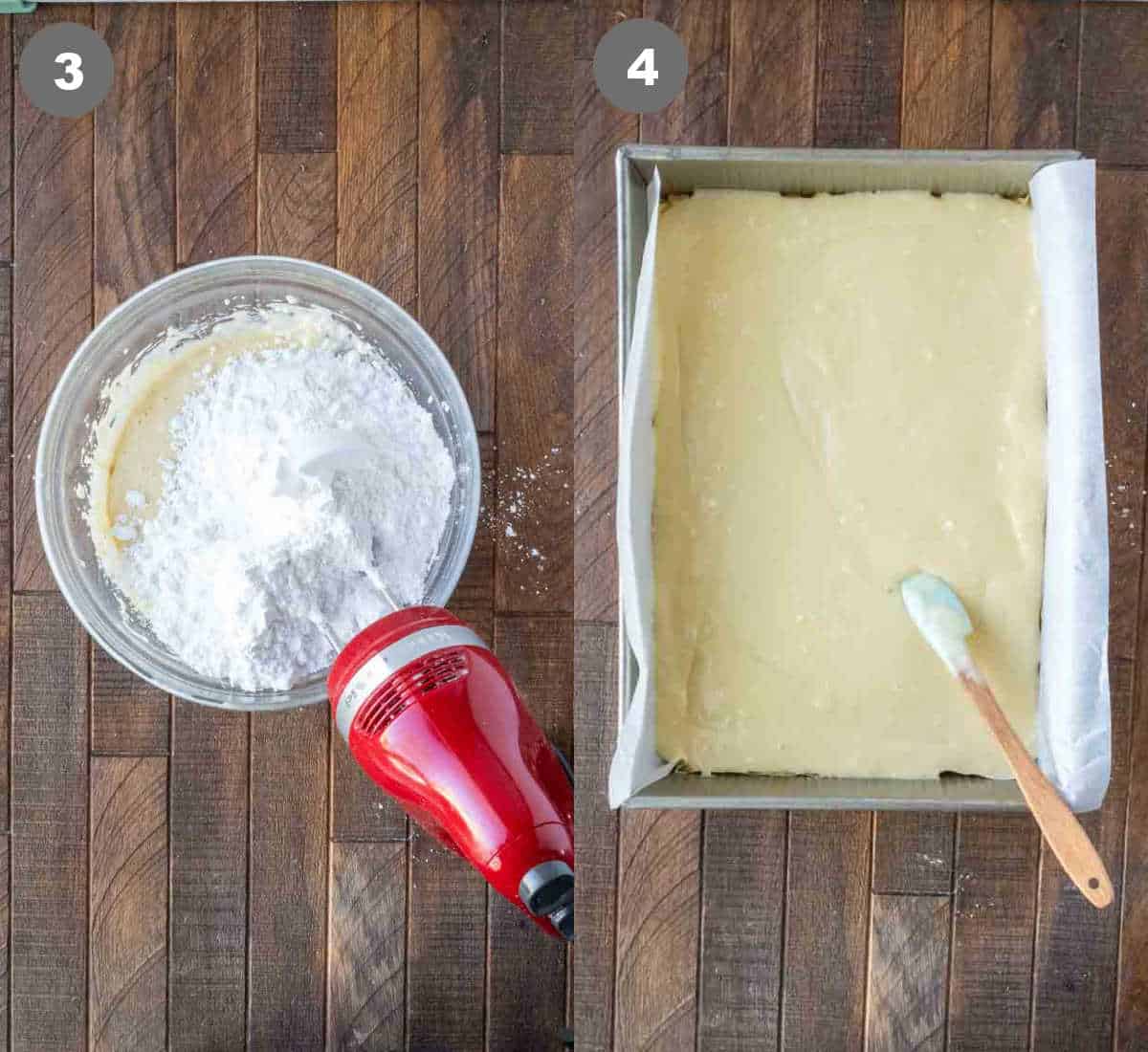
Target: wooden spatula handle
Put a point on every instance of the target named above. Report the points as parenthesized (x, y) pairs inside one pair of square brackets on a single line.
[(1065, 834)]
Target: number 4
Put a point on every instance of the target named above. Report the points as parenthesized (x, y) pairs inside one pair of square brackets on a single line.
[(643, 69)]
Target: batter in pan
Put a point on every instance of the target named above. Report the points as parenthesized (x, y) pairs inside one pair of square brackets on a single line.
[(850, 388)]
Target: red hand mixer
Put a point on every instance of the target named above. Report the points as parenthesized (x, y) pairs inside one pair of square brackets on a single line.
[(435, 720)]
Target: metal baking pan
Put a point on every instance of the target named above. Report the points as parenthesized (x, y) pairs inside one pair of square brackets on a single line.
[(802, 171)]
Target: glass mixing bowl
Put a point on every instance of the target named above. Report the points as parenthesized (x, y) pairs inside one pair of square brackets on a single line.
[(195, 298)]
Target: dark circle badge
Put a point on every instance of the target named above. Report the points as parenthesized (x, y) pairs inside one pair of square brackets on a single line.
[(641, 65), (66, 69)]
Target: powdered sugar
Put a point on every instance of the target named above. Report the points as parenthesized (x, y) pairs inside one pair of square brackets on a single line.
[(252, 557)]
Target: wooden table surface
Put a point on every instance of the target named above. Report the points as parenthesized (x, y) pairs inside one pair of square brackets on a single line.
[(821, 931), (187, 878)]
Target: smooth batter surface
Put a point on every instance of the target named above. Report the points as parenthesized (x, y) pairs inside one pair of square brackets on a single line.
[(850, 389)]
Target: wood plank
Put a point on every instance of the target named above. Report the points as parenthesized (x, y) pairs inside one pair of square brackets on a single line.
[(913, 854), (52, 283), (1122, 236), (774, 44), (367, 918), (298, 76), (595, 837), (534, 552), (287, 881), (377, 195), (378, 145), (135, 155), (658, 930), (526, 987), (698, 114), (475, 594), (859, 74), (6, 138), (6, 472), (827, 930), (1076, 952), (458, 190), (447, 949), (130, 717), (596, 18), (360, 810), (207, 983), (598, 130), (1132, 967), (1033, 93), (993, 926), (290, 777), (538, 48), (135, 245), (298, 208), (743, 907), (50, 833), (908, 973), (127, 917), (5, 940), (1114, 82), (216, 105), (947, 50)]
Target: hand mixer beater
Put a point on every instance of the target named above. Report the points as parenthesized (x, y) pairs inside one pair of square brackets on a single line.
[(435, 720)]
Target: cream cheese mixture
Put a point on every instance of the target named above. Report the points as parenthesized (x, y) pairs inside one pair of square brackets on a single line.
[(257, 492), (850, 389)]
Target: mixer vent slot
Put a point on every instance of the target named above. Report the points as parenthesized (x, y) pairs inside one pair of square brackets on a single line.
[(407, 686)]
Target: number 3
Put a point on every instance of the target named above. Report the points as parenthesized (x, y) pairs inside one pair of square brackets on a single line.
[(643, 69), (74, 73)]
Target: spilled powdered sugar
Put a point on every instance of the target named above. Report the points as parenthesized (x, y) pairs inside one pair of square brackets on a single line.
[(252, 556)]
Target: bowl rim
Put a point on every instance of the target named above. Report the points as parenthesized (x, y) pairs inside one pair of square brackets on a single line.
[(238, 700)]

+--

# The task
Retype all the entries exactly; drop the pictures.

# Response below
Target: wooden spatula handle
Put a point on every instance of the target named above. Report the points as parenthesized (x, y) pairs inside one pair of square brackets on a single line.
[(1065, 834)]
Target: number 4
Put a point on every instance of the target named above. Report the points as parenthesized (x, y) pairs inside one pair of square brackets on a single line.
[(643, 69)]
Target: batter in pan
Put a point on every instance of the target named above. Report the points as parenthesized (x, y) pairs inside one pair of square brackets on a single line.
[(850, 388)]
Target: red hand mixer
Put a point on every instance of the target named above. Report the points as parenthesized (x, y) pairs inside one pair of square brackets on a single line.
[(435, 720)]
Target: metal baking pan
Put a point on every instance of the target named above. Report the points as parenthesized (x, y) pairs inside one pair of square brackets on a single line.
[(802, 171)]
Target: glass mixing bowl
Put a point on every instance of the target named above. Report the points as parenthesized (x, y) pairs inside one pair of square brackets on a single line.
[(195, 298)]
Target: dark circle badge
Put a point on every instance of the target named above. Report the points as parenthesized (x, y) pairs inside one pair of square brackets on a single line.
[(641, 65), (66, 69)]
Target: powdered sugar
Put a point on every instance of the target named above. Report the points as parenthesized (x, y) pairs inside one pair of square brackets on a single line.
[(252, 557)]
Target: wooden table surface
Put a point on every instance of the target named above. Report the points as parenthesized (x, y) pairs inside one pair of square brackets on a single line.
[(821, 931), (187, 878)]
Target: smooth batter surface
Put a point on every instance of the target named above. Report the points as parenthesized (x, y) pairs inside one pair of square brackets on a single line.
[(850, 389)]
Target: wood plank
Put a point on every instance of the target named above. Report the points as parenthesized (x, y) pairs inside one pair of square brackets on a single line.
[(913, 854), (52, 283), (1122, 236), (774, 44), (367, 918), (298, 76), (595, 837), (534, 552), (287, 881), (377, 195), (378, 145), (135, 155), (658, 930), (526, 987), (698, 114), (475, 594), (859, 74), (6, 138), (6, 472), (827, 930), (1076, 952), (458, 190), (447, 949), (130, 717), (596, 18), (360, 810), (207, 983), (598, 130), (1132, 967), (1033, 93), (993, 926), (290, 777), (538, 48), (135, 245), (298, 208), (743, 907), (50, 833), (908, 973), (127, 917), (5, 940), (1114, 82), (216, 105), (947, 50)]
Target: hand mixer beater
Put a point on every instance of the target named above. Report the points as parenthesized (x, y) pairs inside one pair of square brackets on a single line.
[(435, 720)]
Target: cream cheese mixture
Put a point on every instance of the target named above. Report the points as parenthesized (x, y) pairs inside one pair of square brackets on a single line.
[(257, 492), (850, 389)]
Target: mixer vent slot
Put a point on every instance of the target named above. Report the points as parenthesized (x, y) pairs inside one pair of square brackets on a single line.
[(407, 686)]
Target: number 3
Put a point on every instance of the target named above. Report the points as parenthesized (x, y) pairs inside one pair of square brackets on a single line.
[(643, 69), (74, 73)]
Target: spilled powdered sugar
Put a point on every instance of the target named above. Report the points as parenthesized (x, y) pairs inside one pair of square brackets on a single line.
[(252, 556)]
Target: bowl rim
Put a point on every instance of the target named above. Report the points as parenthesized (x, y) pairs inside one pair of square brackets on a single line.
[(238, 700)]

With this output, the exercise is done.